**REQUEST**
Reproduce, character for character, the lines of the entries below starting at the line that contains "like x=361 y=425." and ending at the line that contains "x=757 y=542", including both of those lines.

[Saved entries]
** START **

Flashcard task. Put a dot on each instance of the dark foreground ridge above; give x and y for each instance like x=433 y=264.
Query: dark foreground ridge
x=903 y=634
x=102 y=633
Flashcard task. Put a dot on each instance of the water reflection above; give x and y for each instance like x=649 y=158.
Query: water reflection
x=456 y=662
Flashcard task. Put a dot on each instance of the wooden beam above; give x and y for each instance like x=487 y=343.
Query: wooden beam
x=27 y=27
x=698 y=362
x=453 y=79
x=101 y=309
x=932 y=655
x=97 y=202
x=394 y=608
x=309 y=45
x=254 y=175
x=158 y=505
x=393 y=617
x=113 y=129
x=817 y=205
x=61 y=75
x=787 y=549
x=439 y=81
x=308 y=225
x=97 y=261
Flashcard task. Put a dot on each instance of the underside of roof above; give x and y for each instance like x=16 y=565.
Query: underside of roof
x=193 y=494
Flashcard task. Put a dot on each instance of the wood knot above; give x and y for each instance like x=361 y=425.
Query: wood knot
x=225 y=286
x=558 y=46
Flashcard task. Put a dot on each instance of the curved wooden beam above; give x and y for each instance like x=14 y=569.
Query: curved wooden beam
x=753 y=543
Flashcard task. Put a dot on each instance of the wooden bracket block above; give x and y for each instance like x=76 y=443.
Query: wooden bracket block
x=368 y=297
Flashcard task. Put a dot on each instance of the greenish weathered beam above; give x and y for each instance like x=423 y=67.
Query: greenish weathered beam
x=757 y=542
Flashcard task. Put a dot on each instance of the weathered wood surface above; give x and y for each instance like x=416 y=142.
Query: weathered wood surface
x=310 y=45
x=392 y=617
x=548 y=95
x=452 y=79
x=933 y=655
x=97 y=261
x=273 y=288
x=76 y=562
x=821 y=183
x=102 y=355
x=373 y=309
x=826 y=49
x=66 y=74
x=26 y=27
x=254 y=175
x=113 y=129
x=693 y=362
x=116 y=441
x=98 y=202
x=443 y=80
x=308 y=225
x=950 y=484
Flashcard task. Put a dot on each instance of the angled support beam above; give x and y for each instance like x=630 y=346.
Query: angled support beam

** END **

**REPLY TO THE EXERCISE**
Flashcard task. Put a dot on each instance of the wood knot above; give x and y for each instance like x=361 y=425.
Query: wood knot
x=225 y=286
x=558 y=46
Flashcard task. Put a dot on each instance of the curved wooden beam above; give x and y for each instance like x=14 y=569.
Query: curved wooden beam
x=753 y=543
Flashcard task. Put a dot on each instance of the wooden bracket block above; give x and y for each instance like x=76 y=443.
Query: wooden bracket block
x=368 y=297
Flashcard task. Put a dot on each instance of the greenish weathered beam above; give x and y for each instance like x=423 y=67.
Query: greenish weathered beam
x=757 y=542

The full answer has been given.